Start Source document
What do we seek when we look for self-dissolution in the arms of another, when we don’t know where we end and our lover begins? There are well-documented affinities between Christian and other mysticisms on the one hand and the desire to both lose and realise oneself in another person, another subjectivity.1Equally, however, the relationship of the ‘one’ to the ‘all’ represented by the dissolution effected by ecstasy is approached by Zen Buddhism very differently.
Commentators such as Idries Shah have attributed the troubadour tradition, describing the lover’s search for union with their lover, as heir of the Sufi project to humanise the mystic’s journey towards unification with the Godhead by the introduction of sensory, sensual, and therefore material elements.
What these non-Buddhist spiritual and amatory experiences have in common is the conviction that self-realisation can be achieved by ‘self loss’ and envelopment in the love of another, or the Universe (in its pantheistic variant) or ‘God’. This theme was later re-visited by Raoul Vaneigem, in terms of the transformation of social relations to be achieved by revolution, when Vaneigem was a member of the Situationist International.
Zen Buddhism, consistent with its pragmatic approach to realisation of self as part of a universal reality, proceeds from the irrefutable premise that we live and die as we suffer, dream, and experience sensory pleasure, alone. Therefore, attachment to others or to representations of reality (ontologically false because of their status as representations) impedes our ability to be.
This ‘Year Zero’ view of the apparently ‘separated’ love of individuals for each other as exclusivist attachment and materialist obscurer of truth is situated within the (pre-Zen ) Buddhist requirement to exhibit a non-partial ‘loving kindness’ to the universe and that which populates it. However, it t is a strong brew for many tastes used to the ‘warmth’ of romantic love.
End Source document
Start Dataset extract
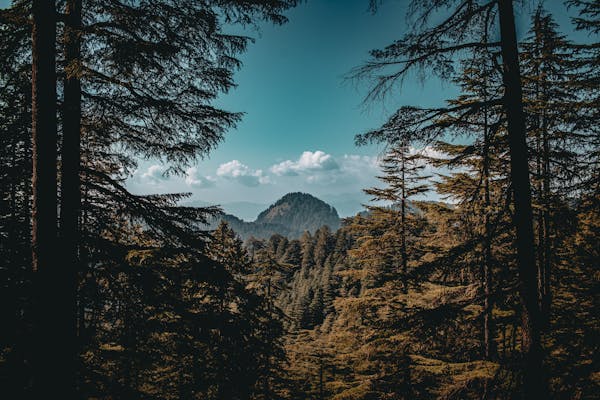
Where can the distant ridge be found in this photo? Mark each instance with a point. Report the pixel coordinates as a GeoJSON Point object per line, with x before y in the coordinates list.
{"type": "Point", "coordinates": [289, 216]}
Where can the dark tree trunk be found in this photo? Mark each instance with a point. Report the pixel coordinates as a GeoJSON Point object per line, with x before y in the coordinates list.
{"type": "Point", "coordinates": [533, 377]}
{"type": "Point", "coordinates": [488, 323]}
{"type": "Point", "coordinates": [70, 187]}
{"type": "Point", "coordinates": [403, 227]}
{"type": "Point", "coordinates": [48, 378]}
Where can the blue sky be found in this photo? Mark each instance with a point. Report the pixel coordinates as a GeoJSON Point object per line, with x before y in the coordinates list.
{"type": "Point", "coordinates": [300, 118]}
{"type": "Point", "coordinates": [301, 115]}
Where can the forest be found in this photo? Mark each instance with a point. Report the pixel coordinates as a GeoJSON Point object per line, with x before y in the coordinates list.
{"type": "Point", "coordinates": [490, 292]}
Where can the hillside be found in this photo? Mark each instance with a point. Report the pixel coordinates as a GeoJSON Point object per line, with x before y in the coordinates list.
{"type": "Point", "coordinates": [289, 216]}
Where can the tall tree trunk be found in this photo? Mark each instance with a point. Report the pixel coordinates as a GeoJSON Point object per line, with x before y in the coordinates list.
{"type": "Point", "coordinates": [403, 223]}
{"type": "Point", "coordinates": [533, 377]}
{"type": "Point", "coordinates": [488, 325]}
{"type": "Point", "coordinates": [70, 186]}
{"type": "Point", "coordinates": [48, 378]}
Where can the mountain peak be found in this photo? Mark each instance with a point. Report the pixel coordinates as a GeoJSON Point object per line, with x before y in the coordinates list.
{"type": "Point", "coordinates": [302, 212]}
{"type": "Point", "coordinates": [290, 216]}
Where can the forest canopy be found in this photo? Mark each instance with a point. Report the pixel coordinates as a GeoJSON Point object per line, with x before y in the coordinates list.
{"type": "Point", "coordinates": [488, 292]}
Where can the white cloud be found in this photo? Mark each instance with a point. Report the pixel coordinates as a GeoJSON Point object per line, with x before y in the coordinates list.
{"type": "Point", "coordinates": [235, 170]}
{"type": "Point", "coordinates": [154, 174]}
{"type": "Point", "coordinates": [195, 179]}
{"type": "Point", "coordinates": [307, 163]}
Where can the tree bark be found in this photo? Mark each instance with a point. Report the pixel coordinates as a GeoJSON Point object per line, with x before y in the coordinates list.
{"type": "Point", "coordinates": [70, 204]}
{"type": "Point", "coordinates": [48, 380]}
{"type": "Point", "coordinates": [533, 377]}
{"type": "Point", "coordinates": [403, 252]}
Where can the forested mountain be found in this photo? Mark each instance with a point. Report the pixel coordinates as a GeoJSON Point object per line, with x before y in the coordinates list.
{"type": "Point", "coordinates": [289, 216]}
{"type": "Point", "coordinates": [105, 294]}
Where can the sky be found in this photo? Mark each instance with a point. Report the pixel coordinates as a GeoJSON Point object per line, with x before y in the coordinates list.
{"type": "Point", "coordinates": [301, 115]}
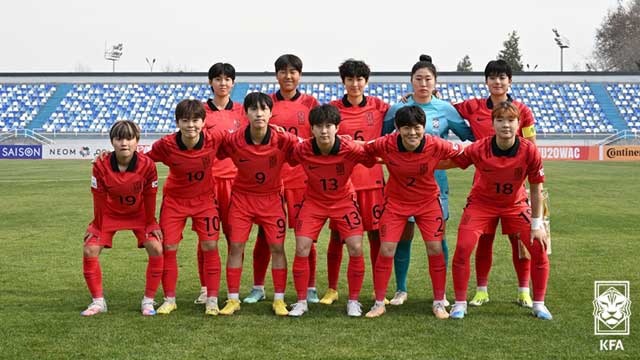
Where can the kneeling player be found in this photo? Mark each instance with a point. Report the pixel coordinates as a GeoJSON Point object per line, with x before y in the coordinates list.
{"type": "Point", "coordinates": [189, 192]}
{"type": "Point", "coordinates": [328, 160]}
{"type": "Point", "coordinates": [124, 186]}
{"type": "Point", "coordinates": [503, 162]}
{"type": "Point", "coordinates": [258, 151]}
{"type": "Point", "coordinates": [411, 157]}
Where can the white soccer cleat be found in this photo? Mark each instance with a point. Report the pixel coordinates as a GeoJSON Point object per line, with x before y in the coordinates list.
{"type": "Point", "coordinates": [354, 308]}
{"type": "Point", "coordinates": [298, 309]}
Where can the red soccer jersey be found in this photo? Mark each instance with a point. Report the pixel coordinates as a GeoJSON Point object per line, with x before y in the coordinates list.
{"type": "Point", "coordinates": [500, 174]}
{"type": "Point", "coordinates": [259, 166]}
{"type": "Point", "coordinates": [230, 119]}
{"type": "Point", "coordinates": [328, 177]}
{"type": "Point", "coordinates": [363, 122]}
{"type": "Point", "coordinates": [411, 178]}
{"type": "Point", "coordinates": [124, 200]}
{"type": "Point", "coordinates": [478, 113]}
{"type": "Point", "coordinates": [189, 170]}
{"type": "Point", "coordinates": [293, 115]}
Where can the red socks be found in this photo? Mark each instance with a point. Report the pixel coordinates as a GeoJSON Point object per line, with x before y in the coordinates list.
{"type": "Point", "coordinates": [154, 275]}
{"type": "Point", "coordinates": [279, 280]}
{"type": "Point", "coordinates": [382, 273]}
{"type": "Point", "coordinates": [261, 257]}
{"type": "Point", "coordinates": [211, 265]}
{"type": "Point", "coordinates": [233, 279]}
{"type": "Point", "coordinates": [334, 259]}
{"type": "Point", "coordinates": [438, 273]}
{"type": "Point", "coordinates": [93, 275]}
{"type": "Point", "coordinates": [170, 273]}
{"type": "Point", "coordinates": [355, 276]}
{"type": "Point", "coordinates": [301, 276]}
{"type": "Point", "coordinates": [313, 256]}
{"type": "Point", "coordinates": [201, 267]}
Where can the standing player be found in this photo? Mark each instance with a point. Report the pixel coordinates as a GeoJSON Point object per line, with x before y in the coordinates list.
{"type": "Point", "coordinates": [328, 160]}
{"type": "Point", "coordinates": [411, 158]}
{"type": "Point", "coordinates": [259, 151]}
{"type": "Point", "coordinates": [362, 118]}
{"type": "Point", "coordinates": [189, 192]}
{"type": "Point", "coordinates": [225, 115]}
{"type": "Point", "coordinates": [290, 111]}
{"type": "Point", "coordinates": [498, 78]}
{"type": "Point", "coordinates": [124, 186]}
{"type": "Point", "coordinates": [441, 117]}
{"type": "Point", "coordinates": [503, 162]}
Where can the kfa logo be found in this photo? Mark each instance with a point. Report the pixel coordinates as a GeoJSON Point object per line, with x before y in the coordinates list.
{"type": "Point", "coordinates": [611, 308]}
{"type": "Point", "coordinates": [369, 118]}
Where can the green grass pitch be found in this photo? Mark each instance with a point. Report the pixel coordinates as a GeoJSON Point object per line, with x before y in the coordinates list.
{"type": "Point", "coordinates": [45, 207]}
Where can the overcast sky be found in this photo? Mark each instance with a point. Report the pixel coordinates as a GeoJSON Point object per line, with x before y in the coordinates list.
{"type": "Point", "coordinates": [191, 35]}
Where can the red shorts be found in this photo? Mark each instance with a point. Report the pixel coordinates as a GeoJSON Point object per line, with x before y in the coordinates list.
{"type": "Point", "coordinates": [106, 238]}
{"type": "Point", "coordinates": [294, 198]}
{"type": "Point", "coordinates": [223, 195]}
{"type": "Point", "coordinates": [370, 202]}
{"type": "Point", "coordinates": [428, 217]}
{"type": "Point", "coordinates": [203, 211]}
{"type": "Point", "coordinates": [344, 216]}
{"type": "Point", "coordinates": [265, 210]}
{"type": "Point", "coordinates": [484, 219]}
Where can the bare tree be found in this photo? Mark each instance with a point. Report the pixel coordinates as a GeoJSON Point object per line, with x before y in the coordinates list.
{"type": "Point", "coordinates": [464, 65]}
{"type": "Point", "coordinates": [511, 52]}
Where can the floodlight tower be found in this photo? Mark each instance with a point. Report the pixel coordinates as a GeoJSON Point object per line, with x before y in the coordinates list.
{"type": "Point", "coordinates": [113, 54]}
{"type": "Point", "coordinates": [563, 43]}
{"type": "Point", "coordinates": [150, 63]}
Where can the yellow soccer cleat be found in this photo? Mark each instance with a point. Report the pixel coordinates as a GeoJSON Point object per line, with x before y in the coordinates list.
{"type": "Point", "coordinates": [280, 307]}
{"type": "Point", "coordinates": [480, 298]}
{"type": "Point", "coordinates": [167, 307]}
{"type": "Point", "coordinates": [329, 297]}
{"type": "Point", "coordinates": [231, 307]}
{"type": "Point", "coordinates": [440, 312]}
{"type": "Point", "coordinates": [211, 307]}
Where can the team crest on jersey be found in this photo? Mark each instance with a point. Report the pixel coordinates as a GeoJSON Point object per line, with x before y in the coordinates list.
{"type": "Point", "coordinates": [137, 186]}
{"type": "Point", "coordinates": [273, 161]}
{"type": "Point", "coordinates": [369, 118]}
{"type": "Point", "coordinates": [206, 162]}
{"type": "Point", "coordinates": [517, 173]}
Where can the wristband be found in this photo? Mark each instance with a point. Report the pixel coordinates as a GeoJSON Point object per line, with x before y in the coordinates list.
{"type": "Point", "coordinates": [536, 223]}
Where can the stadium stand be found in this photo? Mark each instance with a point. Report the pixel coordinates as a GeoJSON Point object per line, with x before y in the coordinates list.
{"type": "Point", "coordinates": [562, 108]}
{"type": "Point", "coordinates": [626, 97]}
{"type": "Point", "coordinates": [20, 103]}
End Dataset extract
■ Set tasks ■
• a. Answer these questions from the essay on love and self-dissolution:
(i) Which commentator is named as treating the troubadour tradition as heir of the Sufi project?
(ii) Of what group was Raoul Vaneigem a member when he revisited the theme of self-loss?
(iii) Whatever else we do, in what condition does Zen Buddhism hold that we live and die?
• b. Print everything in the essay on love and self-dissolution from "Commentators such as" down to "the Situationist International.".

■ Answers below ■
• a.
(i) Idries Shah
(ii) The Situationist International
(iii) Alone

• b.
Commentators such as Idries Shah have attributed the troubadour tradition, describing the lover’s search for union with their lover, as heir of the Sufi project to humanise the mystic’s journey towards unification with the Godhead by the introduction of sensory, sensual, and therefore material elements.
What these non-Buddhist spiritual and amatory experiences have in common is the conviction that self-realisation can be achieved by ‘self loss’ and envelopment in the love of another, or the Universe (in its pantheistic variant) or ‘God’. This theme was later re-visited by Raoul Vaneigem, in terms of the transformation of social relations to be achieved by revolution, when Vaneigem was a member of the Situationist International.